┌──
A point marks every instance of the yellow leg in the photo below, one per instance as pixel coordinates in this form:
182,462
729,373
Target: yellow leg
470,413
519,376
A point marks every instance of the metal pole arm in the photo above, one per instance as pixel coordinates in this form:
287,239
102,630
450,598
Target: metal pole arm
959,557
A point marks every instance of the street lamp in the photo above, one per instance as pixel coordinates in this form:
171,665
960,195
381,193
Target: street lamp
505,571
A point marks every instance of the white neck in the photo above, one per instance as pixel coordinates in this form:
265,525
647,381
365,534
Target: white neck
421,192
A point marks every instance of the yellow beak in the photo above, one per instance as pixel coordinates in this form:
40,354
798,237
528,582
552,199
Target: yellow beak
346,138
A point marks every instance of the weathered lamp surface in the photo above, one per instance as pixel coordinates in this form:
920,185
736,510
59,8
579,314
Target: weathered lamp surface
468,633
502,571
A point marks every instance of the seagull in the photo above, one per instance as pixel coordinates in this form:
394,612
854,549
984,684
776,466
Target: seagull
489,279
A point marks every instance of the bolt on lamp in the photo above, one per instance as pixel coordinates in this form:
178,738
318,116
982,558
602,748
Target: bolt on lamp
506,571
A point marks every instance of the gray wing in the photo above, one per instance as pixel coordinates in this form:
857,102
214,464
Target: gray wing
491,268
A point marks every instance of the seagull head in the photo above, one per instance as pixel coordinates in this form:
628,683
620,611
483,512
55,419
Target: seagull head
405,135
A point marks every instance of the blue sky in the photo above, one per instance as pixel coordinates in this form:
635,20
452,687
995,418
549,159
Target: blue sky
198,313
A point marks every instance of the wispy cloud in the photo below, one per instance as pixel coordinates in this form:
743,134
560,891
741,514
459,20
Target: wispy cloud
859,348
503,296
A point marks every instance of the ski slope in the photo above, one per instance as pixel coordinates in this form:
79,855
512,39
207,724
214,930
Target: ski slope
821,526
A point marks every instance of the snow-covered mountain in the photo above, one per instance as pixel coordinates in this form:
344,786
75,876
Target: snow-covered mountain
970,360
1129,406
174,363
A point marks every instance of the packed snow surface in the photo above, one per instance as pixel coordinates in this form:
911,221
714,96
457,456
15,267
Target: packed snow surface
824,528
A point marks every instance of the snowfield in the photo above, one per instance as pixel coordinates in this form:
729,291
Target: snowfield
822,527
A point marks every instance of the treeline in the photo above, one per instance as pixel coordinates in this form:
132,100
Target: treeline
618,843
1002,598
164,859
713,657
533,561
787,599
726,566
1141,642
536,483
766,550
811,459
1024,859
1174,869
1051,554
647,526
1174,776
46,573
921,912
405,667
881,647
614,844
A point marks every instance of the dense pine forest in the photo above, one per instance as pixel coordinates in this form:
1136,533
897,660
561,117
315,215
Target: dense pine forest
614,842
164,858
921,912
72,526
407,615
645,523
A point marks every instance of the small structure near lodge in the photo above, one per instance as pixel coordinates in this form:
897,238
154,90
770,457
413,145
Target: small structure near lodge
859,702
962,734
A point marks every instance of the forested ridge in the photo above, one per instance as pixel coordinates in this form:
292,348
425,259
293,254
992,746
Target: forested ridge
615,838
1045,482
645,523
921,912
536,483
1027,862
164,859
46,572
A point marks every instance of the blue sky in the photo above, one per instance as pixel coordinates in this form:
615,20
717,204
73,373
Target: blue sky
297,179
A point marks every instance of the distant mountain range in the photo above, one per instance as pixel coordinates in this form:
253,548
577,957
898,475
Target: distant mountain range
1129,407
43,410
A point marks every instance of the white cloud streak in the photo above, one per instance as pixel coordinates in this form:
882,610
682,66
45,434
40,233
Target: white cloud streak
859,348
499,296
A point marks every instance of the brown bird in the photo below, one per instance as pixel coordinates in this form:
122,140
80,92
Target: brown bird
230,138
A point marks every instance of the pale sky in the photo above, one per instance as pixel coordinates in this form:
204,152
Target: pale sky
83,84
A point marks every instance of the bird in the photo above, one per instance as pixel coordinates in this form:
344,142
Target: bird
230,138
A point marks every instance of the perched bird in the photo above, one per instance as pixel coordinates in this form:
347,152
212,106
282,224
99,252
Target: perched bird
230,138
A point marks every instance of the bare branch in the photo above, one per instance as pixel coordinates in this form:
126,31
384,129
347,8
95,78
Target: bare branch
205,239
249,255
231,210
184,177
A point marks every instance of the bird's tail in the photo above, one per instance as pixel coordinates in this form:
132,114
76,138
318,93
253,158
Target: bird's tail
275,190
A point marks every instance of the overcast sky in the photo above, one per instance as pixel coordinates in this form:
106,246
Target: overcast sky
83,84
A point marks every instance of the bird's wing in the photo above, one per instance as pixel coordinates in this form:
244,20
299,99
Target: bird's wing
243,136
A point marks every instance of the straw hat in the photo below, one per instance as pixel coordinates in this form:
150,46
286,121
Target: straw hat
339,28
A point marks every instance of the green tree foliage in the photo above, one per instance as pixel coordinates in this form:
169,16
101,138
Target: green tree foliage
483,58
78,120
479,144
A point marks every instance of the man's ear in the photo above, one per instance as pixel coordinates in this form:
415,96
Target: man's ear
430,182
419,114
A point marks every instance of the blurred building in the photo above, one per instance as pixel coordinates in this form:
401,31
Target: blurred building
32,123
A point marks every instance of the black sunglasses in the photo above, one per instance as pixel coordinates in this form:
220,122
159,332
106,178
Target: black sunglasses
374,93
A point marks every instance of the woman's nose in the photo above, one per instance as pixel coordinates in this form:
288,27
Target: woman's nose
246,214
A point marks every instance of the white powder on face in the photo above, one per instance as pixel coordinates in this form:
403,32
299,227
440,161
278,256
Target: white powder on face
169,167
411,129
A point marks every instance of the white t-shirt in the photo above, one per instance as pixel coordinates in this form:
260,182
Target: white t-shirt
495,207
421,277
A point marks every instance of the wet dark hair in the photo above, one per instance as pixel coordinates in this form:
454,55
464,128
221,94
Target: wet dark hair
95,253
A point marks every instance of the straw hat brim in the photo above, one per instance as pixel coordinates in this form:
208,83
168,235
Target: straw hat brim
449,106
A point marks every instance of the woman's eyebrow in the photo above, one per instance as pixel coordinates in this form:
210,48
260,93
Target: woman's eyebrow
└──
Problem requirements: Turn every line of the items above into a JSON list of strings, with one string per line and blank lines left out.

Task solution:
[
  "A point marks every instance of the yellow leg in the photo below, one per instance as pixel coordinates in this form:",
  "182,462",
  "729,373",
  "Target: yellow leg",
  "470,413",
  "519,376",
  "A point marks every instance of the metal pole arm in the photo above, one per instance as pixel coordinates in this form:",
  "287,239",
  "102,630",
  "450,598",
  "Target: metal pole arm",
  "959,557",
  "A point marks every instance of the street lamp in the photo above, one per instance as pixel coordinates in this form:",
  "171,665",
  "960,195",
  "381,193",
  "Target: street lamp",
  "505,571",
  "A point marks every instance of the white neck in the photo above, one per instance as pixel coordinates in this form:",
  "265,525",
  "647,381",
  "365,534",
  "Target: white neck",
  "421,192",
  "A point marks every instance of the yellow beak in the photo above, one per instance as pixel coordinates in this form:",
  "40,354",
  "798,237",
  "528,582",
  "552,199",
  "Target: yellow beak",
  "346,138",
  "A point marks every instance of the weathered lamp surface in the photo above, one per instance as pixel coordinates in this form:",
  "920,185",
  "736,510",
  "59,8",
  "579,314",
  "Target: weathered lamp surface",
  "468,633",
  "502,571",
  "A point marks every instance of the seagull in the photo above, one per instance as pixel coordinates in this form:",
  "394,612",
  "854,549",
  "984,684",
  "776,466",
  "Target: seagull",
  "489,279",
  "A point marks every instance of the bolt on lamp in the photo above, one per instance as pixel coordinates in this form:",
  "178,738",
  "318,116",
  "982,558",
  "602,748",
  "Target: bolt on lamp",
  "506,571",
  "A point marks every instance of the gray wing in the photo above, one per instance as pixel coordinates in this form:",
  "857,102",
  "214,464",
  "Target: gray wing",
  "491,268",
  "A point marks every instance of the seagull head in the photo above, one per instance as pixel coordinates in this form:",
  "628,683",
  "620,611",
  "483,512",
  "55,419",
  "Target: seagull head",
  "405,135",
  "A point marks every instance of the blue sky in the photo above, one per instance as pixel coordinates in this form:",
  "635,20",
  "452,687",
  "995,418",
  "549,159",
  "Target: blue sky",
  "198,313",
  "A point marks every instance of the wispy cloud in the photo below, one per instance as pixel coordinates in this form:",
  "743,134",
  "560,891",
  "741,514",
  "459,20",
  "Target: wispy cloud",
  "859,348",
  "503,296",
  "A point marks every instance of the ski slope in the photo above, one per instance as pixel coordinates in this form:",
  "79,855",
  "512,39",
  "207,724",
  "214,930",
  "Target: ski slope",
  "821,526",
  "A point marks every instance of the snow-covered mountain in the photo above, one per instance as pixel coordinates in this form:",
  "344,786",
  "75,876",
  "Target: snow-covered mountain",
  "970,360",
  "1129,406",
  "174,363",
  "A point marks every instance of the packed snow surface in the photo above, one per instance as pixel coordinates in this form:",
  "911,221",
  "714,96",
  "457,456",
  "15,267",
  "Target: packed snow surface",
  "824,528",
  "A point marks every instance of the snowfield in the photo above, one per instance as pixel coordinates in this form:",
  "729,291",
  "Target: snowfield",
  "822,527",
  "A point marks every instance of the treeline in the photo above, one per instance as pixel coordinates in this form:",
  "132,100",
  "Target: treeline",
  "618,843",
  "1002,598",
  "164,859",
  "713,657",
  "533,561",
  "787,599",
  "726,566",
  "1141,642",
  "536,483",
  "766,550",
  "811,459",
  "1024,859",
  "1174,869",
  "1051,554",
  "647,526",
  "1174,776",
  "46,573",
  "921,912",
  "405,667",
  "881,647",
  "614,844",
  "A point marks every instance of the dense pine forest in the photo above, one per instance as pixel coordinates in this form:",
  "1136,533",
  "897,660",
  "561,117",
  "315,215",
  "Target: dense pine forest",
  "614,842",
  "164,858",
  "921,912",
  "72,526",
  "407,615",
  "645,523",
  "A point marks every instance of the small structure near lodge in the photo above, one per instance as pixel coordinates in this form:",
  "897,238",
  "154,90",
  "770,457",
  "413,145",
  "Target: small structure near lodge",
  "859,702",
  "962,734",
  "A point marks every instance of the forested ridge in the photo above, one per instance as pixel coordinates in this form:",
  "292,348",
  "425,259",
  "293,254",
  "992,746",
  "Target: forested ridge",
  "615,838",
  "1045,482",
  "645,523",
  "921,912",
  "536,483",
  "1027,862",
  "164,859",
  "46,572",
  "A point marks every instance of the blue sky in the photo above, one per instance as pixel coordinates in this form:",
  "615,20",
  "717,204",
  "73,373",
  "Target: blue sky",
  "297,179",
  "A point marks every instance of the distant mountain range in the photo above, one per instance as pixel coordinates in this form:",
  "253,548",
  "577,957",
  "898,475",
  "Target: distant mountain range",
  "1129,407",
  "43,410",
  "A point marks every instance of the white cloud streak in the photo above, one per instance as pixel coordinates in this form:",
  "882,610",
  "682,66",
  "45,434",
  "40,233",
  "Target: white cloud streak",
  "859,348",
  "499,296",
  "A point marks every instance of the brown bird in the photo below, one per instance as pixel coordinates in this form:",
  "122,140",
  "80,92",
  "Target: brown bird",
  "230,138",
  "A point marks every instance of the pale sky in the photo above, one per instance as pixel coordinates in this form:",
  "204,152",
  "Target: pale sky",
  "83,84",
  "A point marks every instance of the bird in the photo above, one per instance as pixel coordinates in this form:",
  "344,142",
  "Target: bird",
  "230,138",
  "A point marks every instance of the perched bird in the photo above, one per instance as pixel coordinates in this form:",
  "347,152",
  "212,106",
  "282,224",
  "99,252",
  "Target: perched bird",
  "230,138",
  "A point marks every instance of the bare branch in the photo above, one per instance as pixel coordinates in this form:",
  "126,31",
  "384,129",
  "347,8",
  "95,78",
  "Target: bare branch",
  "205,239",
  "249,255",
  "231,210",
  "184,177",
  "A point marks every instance of the bird's tail in the photo above, one per instance as pixel coordinates in this form:",
  "132,114",
  "76,138",
  "318,93",
  "253,158",
  "Target: bird's tail",
  "275,190",
  "A point marks every instance of the overcast sky in the photo above, one per instance as pixel coordinates in this form:",
  "106,246",
  "Target: overcast sky",
  "83,84",
  "A point marks every instance of the bird's wing in the photo above, one per instance as pixel coordinates in this form:",
  "244,20",
  "299,99",
  "Target: bird's wing",
  "243,136",
  "A point marks every instance of the straw hat in the photo below, one per instance as pixel coordinates in this form:",
  "150,46",
  "286,121",
  "Target: straw hat",
  "339,28",
  "A point marks every instance of the green tree foliage in the photo above, one per instance as pixel coordinates in this form:",
  "169,16",
  "101,138",
  "Target: green tree foliage",
  "483,58",
  "78,120",
  "479,144",
  "A point marks every instance of the man's ear in the photo above, one per instance as pixel coordinates in this form:",
  "415,96",
  "Target: man's ear",
  "430,182",
  "419,114",
  "A point marks every instance of the blurred building in the photo above, one per instance as pixel coordinates in this form:",
  "401,31",
  "Target: blurred building",
  "32,123",
  "A point marks every instance of the black sunglasses in the photo above, one per instance as pixel coordinates in this form:",
  "220,122",
  "159,332",
  "106,178",
  "Target: black sunglasses",
  "374,93",
  "A point marks every instance of the woman's nose in the photo above, one per instance as pixel coordinates in this form:",
  "288,27",
  "Target: woman's nose",
  "246,214",
  "A point marks every instance of the white powder on face in the photo above, one per instance as pixel coordinates in this form:",
  "403,32",
  "299,227",
  "440,161",
  "278,256",
  "Target: white powder on face",
  "169,167",
  "411,129",
  "A point marks every instance of the white t-shirt in the photo above, one per instance as pixel coordinates in this form:",
  "260,182",
  "Target: white t-shirt",
  "495,207",
  "421,277",
  "A point marks every instance of the wet dark hair in the photo above, one per instance as pixel coordinates in this form:",
  "454,55",
  "464,128",
  "221,94",
  "Target: wet dark hair",
  "95,253",
  "A point marks every instance of the straw hat brim in the photo above, one per instance as pixel coordinates in this form:",
  "208,83",
  "168,235",
  "Target: straw hat brim",
  "449,106",
  "A point marks every instance of the woman's eyebrow in the photo above, one per instance as pixel coordinates in this form:",
  "210,48",
  "260,93",
  "Target: woman's eyebrow"
]